===== MATERIAL PROVIDED

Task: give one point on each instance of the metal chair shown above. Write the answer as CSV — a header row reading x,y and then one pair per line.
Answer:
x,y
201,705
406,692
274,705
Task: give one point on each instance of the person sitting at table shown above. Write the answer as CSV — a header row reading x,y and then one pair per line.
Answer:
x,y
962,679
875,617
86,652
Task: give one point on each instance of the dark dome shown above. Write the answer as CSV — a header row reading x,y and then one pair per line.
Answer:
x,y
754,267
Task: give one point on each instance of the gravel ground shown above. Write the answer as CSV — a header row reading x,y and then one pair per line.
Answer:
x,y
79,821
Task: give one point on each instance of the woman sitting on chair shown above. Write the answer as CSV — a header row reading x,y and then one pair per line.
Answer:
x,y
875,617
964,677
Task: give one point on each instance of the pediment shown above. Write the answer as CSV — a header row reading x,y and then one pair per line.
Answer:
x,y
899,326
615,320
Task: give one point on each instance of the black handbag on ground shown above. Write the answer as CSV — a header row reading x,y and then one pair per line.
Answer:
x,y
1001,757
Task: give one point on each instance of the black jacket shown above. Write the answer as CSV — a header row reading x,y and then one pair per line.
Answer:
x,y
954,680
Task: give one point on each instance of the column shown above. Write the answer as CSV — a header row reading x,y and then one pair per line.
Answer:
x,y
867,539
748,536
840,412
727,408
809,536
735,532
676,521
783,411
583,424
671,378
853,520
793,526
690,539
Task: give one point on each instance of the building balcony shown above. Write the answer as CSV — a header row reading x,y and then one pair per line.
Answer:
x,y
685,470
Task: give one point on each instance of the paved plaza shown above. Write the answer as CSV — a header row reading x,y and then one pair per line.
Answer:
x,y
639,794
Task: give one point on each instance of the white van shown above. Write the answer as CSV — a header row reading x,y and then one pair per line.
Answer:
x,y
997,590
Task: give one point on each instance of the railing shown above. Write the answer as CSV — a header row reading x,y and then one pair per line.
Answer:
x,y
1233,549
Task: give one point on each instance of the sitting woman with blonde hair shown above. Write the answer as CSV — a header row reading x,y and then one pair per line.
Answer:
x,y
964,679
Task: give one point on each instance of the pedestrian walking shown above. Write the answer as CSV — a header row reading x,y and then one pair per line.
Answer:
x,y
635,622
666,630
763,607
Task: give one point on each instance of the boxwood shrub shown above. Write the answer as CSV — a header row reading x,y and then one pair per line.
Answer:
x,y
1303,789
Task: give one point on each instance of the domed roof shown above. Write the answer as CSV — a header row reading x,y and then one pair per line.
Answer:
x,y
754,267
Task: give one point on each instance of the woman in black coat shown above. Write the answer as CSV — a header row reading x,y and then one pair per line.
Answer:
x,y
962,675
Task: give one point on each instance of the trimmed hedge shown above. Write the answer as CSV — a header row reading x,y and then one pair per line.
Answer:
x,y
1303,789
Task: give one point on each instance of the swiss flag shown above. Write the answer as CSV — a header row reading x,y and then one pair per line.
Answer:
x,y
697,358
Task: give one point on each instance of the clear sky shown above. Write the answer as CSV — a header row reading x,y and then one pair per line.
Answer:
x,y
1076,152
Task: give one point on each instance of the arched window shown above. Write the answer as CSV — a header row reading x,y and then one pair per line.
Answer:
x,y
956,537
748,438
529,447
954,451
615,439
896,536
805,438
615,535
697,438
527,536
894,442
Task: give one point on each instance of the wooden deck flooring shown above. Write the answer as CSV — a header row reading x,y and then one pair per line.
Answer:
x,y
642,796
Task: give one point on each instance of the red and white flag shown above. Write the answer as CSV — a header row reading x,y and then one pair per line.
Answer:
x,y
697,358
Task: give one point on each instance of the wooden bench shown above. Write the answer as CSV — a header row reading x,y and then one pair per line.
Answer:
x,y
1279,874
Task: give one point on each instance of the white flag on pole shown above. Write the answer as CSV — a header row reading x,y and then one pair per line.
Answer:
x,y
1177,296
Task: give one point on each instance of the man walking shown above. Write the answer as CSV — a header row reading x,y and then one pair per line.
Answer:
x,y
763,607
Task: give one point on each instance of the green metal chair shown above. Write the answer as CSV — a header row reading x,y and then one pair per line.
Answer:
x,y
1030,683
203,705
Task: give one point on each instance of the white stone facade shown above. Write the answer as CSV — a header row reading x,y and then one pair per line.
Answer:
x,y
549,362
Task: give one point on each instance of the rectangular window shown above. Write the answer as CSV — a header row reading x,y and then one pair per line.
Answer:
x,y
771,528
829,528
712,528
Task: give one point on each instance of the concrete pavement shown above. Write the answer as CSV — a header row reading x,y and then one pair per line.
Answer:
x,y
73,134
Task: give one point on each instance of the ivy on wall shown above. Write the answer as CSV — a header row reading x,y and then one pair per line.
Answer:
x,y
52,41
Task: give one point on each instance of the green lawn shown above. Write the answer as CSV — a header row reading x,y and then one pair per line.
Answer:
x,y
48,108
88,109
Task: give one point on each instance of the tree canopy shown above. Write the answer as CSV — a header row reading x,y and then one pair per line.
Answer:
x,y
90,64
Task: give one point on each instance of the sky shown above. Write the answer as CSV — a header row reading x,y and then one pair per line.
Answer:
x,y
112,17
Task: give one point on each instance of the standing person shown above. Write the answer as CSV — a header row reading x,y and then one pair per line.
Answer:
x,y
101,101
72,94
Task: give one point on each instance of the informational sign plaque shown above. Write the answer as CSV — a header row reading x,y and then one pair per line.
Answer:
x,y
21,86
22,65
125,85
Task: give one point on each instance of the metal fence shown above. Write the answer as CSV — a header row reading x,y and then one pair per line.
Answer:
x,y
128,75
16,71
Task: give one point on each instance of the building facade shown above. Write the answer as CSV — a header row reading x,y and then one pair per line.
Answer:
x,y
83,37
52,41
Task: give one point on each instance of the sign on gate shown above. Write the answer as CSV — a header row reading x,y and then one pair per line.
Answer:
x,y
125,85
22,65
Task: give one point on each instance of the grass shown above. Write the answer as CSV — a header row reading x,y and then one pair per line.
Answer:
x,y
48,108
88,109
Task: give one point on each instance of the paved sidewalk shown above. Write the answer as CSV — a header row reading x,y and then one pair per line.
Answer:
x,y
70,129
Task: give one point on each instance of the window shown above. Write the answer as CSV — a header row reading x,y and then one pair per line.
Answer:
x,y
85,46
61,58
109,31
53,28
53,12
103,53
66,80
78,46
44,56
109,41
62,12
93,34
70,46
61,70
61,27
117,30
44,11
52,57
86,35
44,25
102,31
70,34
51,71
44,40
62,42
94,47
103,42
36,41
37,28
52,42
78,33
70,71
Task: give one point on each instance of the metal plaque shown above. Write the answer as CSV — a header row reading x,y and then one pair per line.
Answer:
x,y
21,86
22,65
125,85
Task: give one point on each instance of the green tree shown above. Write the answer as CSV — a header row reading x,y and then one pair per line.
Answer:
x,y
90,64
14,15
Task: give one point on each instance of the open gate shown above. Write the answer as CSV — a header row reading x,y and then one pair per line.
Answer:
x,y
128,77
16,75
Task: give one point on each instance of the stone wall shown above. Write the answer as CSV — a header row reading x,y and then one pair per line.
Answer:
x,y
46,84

==========

**TASK DESCRIPTION:** All of the material must be given again without any change.

**WRITTEN ANSWER:**
Task: give one point on each instance of the metal chair shown above. Write the answer as CSV — a header row reading x,y and then one pair per line.
Answer:
x,y
201,705
406,692
274,705
Task: give one point on each instance of the person sitting at table shown above. Write the answer as CSV — a header row reading x,y and then one pair per line.
Answer:
x,y
962,679
875,617
86,652
Task: give one point on each instance of the dark dome shown above. Write the answer as CSV — a header row reading x,y and then one pair per line.
Answer:
x,y
754,267
Task: give one point on each instance of the gravel ground shown above. Write the answer as CSV — a header row reading x,y and then one pair per line.
Answer:
x,y
79,821
Task: give one point on each instance of the woman sitting on chair shown above. Write the answer as CSV — a header row reading x,y and then one pair per line.
Answer:
x,y
875,617
964,677
Task: give one point on each instance of the pediment shown above. Write the answer as CSV — a header row reading x,y and then one pair per line.
Answer:
x,y
899,326
615,320
Task: give one point on each instance of the black handbag on ground shown above. Write the answer as CSV — a header row reading x,y and then one pair per line.
Answer:
x,y
1001,757
Task: give one point on each instance of the black jacket shown above. Write the answer as CSV — a header row reading x,y and then one pair per line.
Answer:
x,y
954,680
Task: give one point on each instance of the column shown above. Write the answer as CSV — a header row reading x,y and then one pair per line.
Answer:
x,y
867,539
748,536
840,412
727,408
809,536
735,532
676,521
783,411
583,424
671,378
853,520
793,526
690,539
Task: give one point on each instance of the building balcony shown above. Write the answer as CSV — a header row reading x,y and then one pair per line.
Answer:
x,y
685,470
Task: give one point on each instance of the paved plaza shown above. Write the answer as CSV — a header row reading x,y and then one pair per line.
Answer:
x,y
639,794
Task: give one point on each instance of the white van shown above. Write the answer as CSV — a header row reading x,y and then one pair per line.
Answer:
x,y
997,590
Task: give one point on each instance of the railing shown above. Write the answer as CSV — a header row reading x,y and then one pair per line.
Answer:
x,y
1233,549
Task: give one point on each instance of the sitting woman with blonde hair shown above. Write the answer as CSV — a header row reading x,y and then one pair per line.
Answer:
x,y
964,679
Task: give one point on each instance of the pedestrian walking shown above. Write the answer as CSV — a header row reading x,y and then one pair per line.
Answer:
x,y
635,622
666,630
763,607
Task: give one point on each instance of the boxwood shrub shown above. Write the answer as CSV — a header row reading x,y and then one pair per line.
Answer:
x,y
1303,789
Task: give one point on each instance of the domed roof shown above. Write the answer as CSV — a header row reading x,y and then one pair per line.
Answer:
x,y
754,267
Task: give one point on each instance of the woman in black coat shown above. Write the answer as CSV — a header row reading x,y and then one pair per line.
Answer:
x,y
962,675
Task: give one point on each instance of the trimmed hedge shown above. Write the answer as CSV — a header row reading x,y and then one pair per line.
Answer:
x,y
1303,789
Task: give one point on each instance of the swiss flag shown above. Write the answer as CSV — a header row reading x,y and then one pair per line.
Answer:
x,y
697,358
Task: give one point on each instance of the clear sky shown above. Write the answer as CSV — a header row reading x,y and then one pair per line.
Answer:
x,y
1076,152
Task: give one point on each instance of the arched window shown above. Write the answer as CSV — a header row reading x,y and then one pair per line.
Answer:
x,y
956,537
748,438
529,447
954,451
615,439
896,536
805,438
615,535
697,438
527,536
894,442
Task: give one point on each instance of the wooden deck flooring shown above. Write the answer as CSV — a header row reading x,y and then one pair per line.
Answer:
x,y
642,796
Task: give one point on each instance of the red and white flag shown above. Write the answer as CSV — a header row reading x,y and then one pair per line.
Answer:
x,y
697,358
Task: give one point on each instance of the wooden bench shown above. Write the answer as CSV — a header row reading x,y and then one pair per line.
Answer:
x,y
1279,874
Task: give one point on each instance of the white flag on pole shown above. Write the answer as CSV — a header row reading x,y and then one pair per line.
Answer:
x,y
1177,296
Task: give one point on each instance of the man walking shown above. Write the answer as CSV — a header row reading x,y and then one pair per line.
Answer:
x,y
763,607
Task: give one point on each instance of the green metal chair shown above. Write the answer as CSV — a header row reading x,y and then one pair per line.
Answer:
x,y
1030,683
203,705
Task: give one point on each instance of the white stone facade shown above. Write the answer as CSV — a header row reading x,y and then one pair per line.
Answer:
x,y
549,362
Task: give one point on each instance of the rectangular window shown above. Write the answer as CSV — a header row reading x,y and then one pair per line.
Answer:
x,y
771,528
829,528
712,528
Task: give one point on each instance of the concrete pavement shown above. Write the answer as CSV — a header row reading x,y and then one pair per line.
Answer:
x,y
73,134
Task: give one point on each instance of the ivy on wall shown above. Write the answer as CSV — a header row reading x,y and then one pair per line.
Answer:
x,y
52,41
Task: give one point on each instance of the green lawn shown above. Write the answer as CSV — a header row reading x,y and then one pair per line.
Answer:
x,y
48,108
88,109
Task: give one point on each instance of the tree canopy shown above. Write the answer as CSV — a header row reading x,y and then one pair per line.
Answer:
x,y
90,64
Task: give one point on each instance of the sky shown above. Write the answer as CSV — a header row reading x,y and then one pair per line.
Answer:
x,y
112,17
Task: give one point on each instance of the standing person shown above. Write the answer as CSV — a header row reading x,y and then one pair per line.
Answer:
x,y
101,101
72,94
Task: give one point on each instance of the informational sign plaque shown above. Write the answer as CSV — a header row reading x,y and then one pair per line.
Answer:
x,y
21,86
22,65
125,85
Task: give one point on each instance of the metal fence shown above. Write the answer as CSV — a header row reading x,y and then one pair per line.
Answer:
x,y
128,75
16,71
Task: give one point on each instance of the building facade shown above. Write the answer as CSV — a header row reading x,y and then one pair per line.
Answer:
x,y
83,37
52,41
Task: give one point on each instance of the sign on gate shown above. Write the answer as CSV — a header row reading x,y and then one pair per line.
Answer:
x,y
125,85
22,65
Task: give one point on each instance of the grass shown above. Write the answer as CSV — a header row reading x,y and then one pair per line.
Answer:
x,y
48,108
88,109
Task: give one point on each instance of the paved sidewalk shown above. Write the answer as CSV — a header row reading x,y and then one pair per line.
Answer:
x,y
70,129
Task: give one point on each instance of the window shown above. Write the answer as CSV — a header row reading x,y and then one pair per line.
Answer:
x,y
85,46
61,58
109,31
53,28
53,12
103,53
66,80
78,46
44,56
109,41
62,12
93,34
70,46
61,70
61,27
117,30
44,11
52,57
86,35
44,25
102,31
70,34
51,71
44,40
62,42
94,47
103,42
36,41
37,28
52,42
78,33
70,71
Task: give one point on each instance of the metal plaque shown above. Write the answer as CSV — a header row reading x,y and then one pair per line.
Answer:
x,y
21,86
22,65
125,85
Task: give one point on each instance of the green tree shown above. Write the answer as CSV — a header row reading x,y and then one pair per line.
Answer:
x,y
90,64
14,15
Task: give one point on each instance of the open gate shown above. Write the answer as CSV — a header row reading x,y and then one pair per line.
Answer:
x,y
128,77
16,75
Task: give one point on each instance of the stone wall shown above. Write the answer as CSV — a header row reading x,y and then one pair per line.
Answer:
x,y
46,84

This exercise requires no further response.